Transcreva literalmente o trecho do texto sobre a LSN que vai de "A LSN foi desafiada" até "o debate legislativo.", incluindo esses dois pontos.

Trecho do documento

----------

A LSN foi desafiada no Supremo Tribunal Federal por meio de ADPFs (arguições de descumprimento de preceito fundamental) e de um habeas corpus coletivo. Em algumas ações, requer-se a declaração total de inconstitucionalidade da lei. Em outras, o que se pretende é a preservação dos dispositivos que visam evitar ataques ao regime democrático, como aqueles que teriam sido desferidos pelos apoiadores do presidente e por ele próprio. Várias entidades foram admitidas como amigos da corte em tais ações, o que mostra a forte reação ao contexto persecutório e à omissão legislativa em substituir a lei. Distribuídas ao ministro Gilmar Mendes, é crucial que seja concedida cautelar para barrar os inúmeros inquéritos policiais em andamento e pressionar o debate legislativo.
A Constituição de 1988 se precaveu contra ataques às instituições, definindo como crime inafiançável e imprescritível a ação de grupos armados, civis ou militares, contra a ordem constitucional e a democracia.
O projeto de lei 3.864/2020 é o que busca mais adequadamente substituir a LSN de acordo com a Constituição, e o Congresso Nacional deve sobre ele deliberar imediatamente.

----------

Registros fornecidos
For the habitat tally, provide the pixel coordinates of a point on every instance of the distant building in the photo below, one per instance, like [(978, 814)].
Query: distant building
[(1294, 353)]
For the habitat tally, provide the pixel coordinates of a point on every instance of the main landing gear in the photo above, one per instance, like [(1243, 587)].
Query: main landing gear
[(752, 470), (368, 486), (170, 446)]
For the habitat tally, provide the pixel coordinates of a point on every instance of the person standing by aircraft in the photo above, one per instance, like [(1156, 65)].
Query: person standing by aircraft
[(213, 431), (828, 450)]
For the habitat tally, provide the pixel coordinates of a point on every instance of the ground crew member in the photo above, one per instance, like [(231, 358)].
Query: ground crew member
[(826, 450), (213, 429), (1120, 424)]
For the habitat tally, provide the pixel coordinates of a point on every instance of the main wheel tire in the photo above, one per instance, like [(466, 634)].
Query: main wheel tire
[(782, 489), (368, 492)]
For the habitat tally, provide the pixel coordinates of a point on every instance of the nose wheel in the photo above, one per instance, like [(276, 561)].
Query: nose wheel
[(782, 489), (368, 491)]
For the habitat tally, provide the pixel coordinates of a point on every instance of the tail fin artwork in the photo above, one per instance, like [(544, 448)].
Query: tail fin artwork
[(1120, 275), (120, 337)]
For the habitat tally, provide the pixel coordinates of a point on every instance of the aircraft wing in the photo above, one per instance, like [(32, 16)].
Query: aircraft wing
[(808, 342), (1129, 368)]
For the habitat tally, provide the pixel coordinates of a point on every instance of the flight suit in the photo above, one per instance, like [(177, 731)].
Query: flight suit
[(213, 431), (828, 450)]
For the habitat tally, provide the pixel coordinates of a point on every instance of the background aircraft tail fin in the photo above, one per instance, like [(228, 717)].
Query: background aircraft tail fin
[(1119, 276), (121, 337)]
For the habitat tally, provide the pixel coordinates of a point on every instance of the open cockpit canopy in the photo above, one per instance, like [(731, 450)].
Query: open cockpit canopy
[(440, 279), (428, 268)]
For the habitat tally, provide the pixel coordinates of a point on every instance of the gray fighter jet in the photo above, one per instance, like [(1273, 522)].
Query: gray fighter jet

----------

Resposta do exercício
A LSN foi desafiada no Supremo Tribunal Federal por meio de ADPFs (arguições de descumprimento de preceito fundamental) e de um habeas corpus coletivo. Em algumas ações, requer-se a declaração total de inconstitucionalidade da lei. Em outras, o que se pretende é a preservação dos dispositivos que visam evitar ataques ao regime democrático, como aqueles que teriam sido desferidos pelos apoiadores do presidente e por ele próprio. Várias entidades foram admitidas como amigos da corte em tais ações, o que mostra a forte reação ao contexto persecutório e à omissão legislativa em substituir a lei. Distribuídas ao ministro Gilmar Mendes, é crucial que seja concedida cautelar para barrar os inúmeros inquéritos policiais em andamento e pressionar o debate legislativo.